Łódź/ Researchers examine impact of urbanization on genetic changes in birds
Scientists from the Faculty of Biology and Environmental Protection of the University of Lodz investigate how urbanization affects changes in bird organisms at the genetic level and how their resistance changes due to living in an urban environment.
The research in the National Science Centre funded project 'Microevolution of life in cities - genetic mechanisms of animal urbanization processes' is conducted on the example of the Eurasian coot - a common water bird that nests in reeds.
A team of scientists from the Department of Biodiversity Studies, Teacher Training and Bioeducation led by Professor Piotr Minias has been studying process of urbanisation of these birds for nearly a decade. The researchers will now focus on how urbanization affects changes in their organisms at the genetic level. They will also check whether the immune system functions differently in the environment changed by humans.
According to Professor Piotr Minias, urban fauna studies indicate a whole range of changes at the hormonal, physiological or immune level. It is known that at least some of the adaptations should be recorded genetically by microevolutionary changes - small DNA changes that can significantly improve the functioning of individuals in an urban environment.
'Behavioural plasticity, the way that an animal adjusts its behaviour to new conditions, is quite easy to observe, and research on this subject is conducted around the world. However, we do not know if behavioural changes result only from this plasticity, or maybe they have a genetic background. That is what we focus on in this new research project', he explains.
He adds that research is conducted on behavioural genes, those that scientists already know to affect behaviour. 'We will check, for example, whether the tendency to aggressive behaviour has a genetic background', he says.

■ **Information supplied**
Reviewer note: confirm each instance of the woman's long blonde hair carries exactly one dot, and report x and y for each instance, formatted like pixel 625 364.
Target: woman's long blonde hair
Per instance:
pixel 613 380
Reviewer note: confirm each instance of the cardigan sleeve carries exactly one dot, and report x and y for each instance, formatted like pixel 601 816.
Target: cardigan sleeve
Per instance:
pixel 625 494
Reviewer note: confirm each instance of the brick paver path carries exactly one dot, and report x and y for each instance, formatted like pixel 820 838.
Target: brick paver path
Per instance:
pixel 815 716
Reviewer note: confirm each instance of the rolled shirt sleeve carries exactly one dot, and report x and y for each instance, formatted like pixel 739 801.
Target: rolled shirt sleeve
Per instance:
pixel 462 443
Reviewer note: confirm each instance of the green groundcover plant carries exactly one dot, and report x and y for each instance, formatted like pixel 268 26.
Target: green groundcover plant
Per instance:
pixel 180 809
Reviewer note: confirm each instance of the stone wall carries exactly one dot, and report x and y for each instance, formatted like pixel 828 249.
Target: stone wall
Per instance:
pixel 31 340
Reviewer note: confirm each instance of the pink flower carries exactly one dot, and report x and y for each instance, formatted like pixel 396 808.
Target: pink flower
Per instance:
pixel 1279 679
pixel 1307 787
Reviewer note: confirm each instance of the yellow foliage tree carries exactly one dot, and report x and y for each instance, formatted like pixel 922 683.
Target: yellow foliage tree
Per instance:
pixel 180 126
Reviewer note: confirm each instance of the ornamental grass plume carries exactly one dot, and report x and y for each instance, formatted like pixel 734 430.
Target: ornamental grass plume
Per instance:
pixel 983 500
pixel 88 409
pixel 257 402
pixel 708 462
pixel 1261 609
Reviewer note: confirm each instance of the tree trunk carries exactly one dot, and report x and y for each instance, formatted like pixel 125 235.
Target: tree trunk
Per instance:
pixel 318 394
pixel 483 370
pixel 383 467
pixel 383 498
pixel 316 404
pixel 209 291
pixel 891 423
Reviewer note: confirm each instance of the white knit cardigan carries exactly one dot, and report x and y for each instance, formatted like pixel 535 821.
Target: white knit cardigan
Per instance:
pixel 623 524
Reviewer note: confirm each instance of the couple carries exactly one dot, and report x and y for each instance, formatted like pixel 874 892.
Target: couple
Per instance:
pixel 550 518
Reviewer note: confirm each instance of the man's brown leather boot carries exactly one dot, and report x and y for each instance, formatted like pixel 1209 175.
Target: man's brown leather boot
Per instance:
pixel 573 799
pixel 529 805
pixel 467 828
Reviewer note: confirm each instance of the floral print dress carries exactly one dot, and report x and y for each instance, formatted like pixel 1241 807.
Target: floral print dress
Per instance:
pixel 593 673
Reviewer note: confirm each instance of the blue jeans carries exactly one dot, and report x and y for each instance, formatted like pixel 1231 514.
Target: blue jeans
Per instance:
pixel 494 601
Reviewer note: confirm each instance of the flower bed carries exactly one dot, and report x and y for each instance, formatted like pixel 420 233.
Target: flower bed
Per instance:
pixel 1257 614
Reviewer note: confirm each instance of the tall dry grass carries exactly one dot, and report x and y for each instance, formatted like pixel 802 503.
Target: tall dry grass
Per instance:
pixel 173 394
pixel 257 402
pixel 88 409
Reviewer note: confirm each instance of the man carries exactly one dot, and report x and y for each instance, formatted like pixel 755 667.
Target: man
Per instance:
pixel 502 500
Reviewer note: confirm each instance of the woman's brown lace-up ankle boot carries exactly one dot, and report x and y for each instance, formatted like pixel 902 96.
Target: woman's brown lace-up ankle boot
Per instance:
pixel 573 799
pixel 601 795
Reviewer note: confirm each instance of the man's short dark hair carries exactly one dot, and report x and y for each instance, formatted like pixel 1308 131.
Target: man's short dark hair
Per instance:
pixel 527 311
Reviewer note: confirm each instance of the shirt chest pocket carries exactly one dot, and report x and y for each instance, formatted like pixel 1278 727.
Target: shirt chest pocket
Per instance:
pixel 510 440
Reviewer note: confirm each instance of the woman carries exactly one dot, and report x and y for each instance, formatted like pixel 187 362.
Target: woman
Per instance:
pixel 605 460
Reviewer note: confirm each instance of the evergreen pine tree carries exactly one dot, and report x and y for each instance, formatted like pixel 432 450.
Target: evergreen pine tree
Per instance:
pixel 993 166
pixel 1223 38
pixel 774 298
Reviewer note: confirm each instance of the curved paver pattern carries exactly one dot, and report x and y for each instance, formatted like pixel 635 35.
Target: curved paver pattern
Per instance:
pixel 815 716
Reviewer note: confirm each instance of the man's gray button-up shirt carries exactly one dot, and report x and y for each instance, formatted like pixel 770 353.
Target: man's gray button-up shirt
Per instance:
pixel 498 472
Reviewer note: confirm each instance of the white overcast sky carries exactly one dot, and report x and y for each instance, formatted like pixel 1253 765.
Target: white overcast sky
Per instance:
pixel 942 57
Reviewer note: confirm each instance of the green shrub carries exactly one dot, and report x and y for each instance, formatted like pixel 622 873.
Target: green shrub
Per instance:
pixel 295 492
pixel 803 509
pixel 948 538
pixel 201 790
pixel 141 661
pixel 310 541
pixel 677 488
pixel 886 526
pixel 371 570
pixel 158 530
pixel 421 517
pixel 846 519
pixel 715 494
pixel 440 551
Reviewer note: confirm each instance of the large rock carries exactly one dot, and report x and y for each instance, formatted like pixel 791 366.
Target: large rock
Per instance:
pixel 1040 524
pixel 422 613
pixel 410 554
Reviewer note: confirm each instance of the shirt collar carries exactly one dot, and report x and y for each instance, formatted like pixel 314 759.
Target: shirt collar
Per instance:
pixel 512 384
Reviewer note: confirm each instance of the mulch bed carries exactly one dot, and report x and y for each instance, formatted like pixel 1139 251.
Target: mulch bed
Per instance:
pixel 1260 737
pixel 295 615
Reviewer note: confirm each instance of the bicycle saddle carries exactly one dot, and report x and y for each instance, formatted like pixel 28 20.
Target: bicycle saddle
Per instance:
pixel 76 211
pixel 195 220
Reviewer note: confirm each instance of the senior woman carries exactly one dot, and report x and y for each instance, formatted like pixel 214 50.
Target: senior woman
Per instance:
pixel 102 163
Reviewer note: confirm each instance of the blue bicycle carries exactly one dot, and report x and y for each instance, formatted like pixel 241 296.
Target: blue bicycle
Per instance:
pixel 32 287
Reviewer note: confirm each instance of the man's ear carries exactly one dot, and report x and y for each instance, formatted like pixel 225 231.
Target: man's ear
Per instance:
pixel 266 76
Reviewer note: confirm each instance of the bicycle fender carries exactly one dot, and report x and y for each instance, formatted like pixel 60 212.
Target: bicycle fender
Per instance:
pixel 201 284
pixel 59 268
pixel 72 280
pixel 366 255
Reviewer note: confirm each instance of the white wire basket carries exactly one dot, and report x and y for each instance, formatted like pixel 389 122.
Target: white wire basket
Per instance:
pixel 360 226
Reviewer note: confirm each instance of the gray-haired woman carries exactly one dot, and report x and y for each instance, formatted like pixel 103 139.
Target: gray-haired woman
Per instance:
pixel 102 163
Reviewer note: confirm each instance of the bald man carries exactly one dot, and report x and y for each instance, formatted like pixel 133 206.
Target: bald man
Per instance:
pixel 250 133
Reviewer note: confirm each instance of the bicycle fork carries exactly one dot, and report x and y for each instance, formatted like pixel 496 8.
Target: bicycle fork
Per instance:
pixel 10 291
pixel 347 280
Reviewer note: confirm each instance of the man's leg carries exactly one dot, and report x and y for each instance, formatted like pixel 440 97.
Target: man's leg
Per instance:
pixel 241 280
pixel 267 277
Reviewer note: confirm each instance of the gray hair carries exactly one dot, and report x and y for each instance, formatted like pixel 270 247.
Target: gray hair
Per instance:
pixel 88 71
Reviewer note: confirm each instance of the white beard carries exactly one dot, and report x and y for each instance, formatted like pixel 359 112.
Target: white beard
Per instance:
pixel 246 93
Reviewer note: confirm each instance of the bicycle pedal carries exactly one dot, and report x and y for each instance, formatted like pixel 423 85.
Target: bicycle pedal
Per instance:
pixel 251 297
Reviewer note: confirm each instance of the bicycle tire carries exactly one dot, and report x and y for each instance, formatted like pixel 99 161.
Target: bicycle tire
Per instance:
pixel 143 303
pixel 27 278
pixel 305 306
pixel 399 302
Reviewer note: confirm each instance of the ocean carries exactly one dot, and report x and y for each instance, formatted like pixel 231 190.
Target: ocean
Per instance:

■ **Required actions**
[1] In the article on urbanization and bird genetics, which bird serves as the example species for the research?
[2] Repeat the stretch of the article on urbanization and bird genetics from "According to Professor" through "individuals in an urban environment.".
[3] Decide whether each statement agrees with the article on urbanization and bird genetics, answering yes or no and quoting the deciding words:
(a) The project is funded by the National Science Centre.
(b) Professor Minias's team has studied the urbanization of these birds for more than twenty years.
(c) Behavioural plasticity is described as difficult to observe.

■ **Responses**
[1] The Eurasian coot, a common water bird that nests in reeds.

[2]
According to Professor Piotr Minias, urban fauna studies indicate a whole range of changes at the hormonal, physiological or immune level. It is known that at least some of the adaptations should be recorded genetically by microevolutionary changes - small DNA changes that can significantly improve the functioning of individuals in an urban environment.

[3]
(a) Yes: "the National Science Centre funded project"
(b) No: "for nearly a decade"
(c) No: "is quite easy to observe"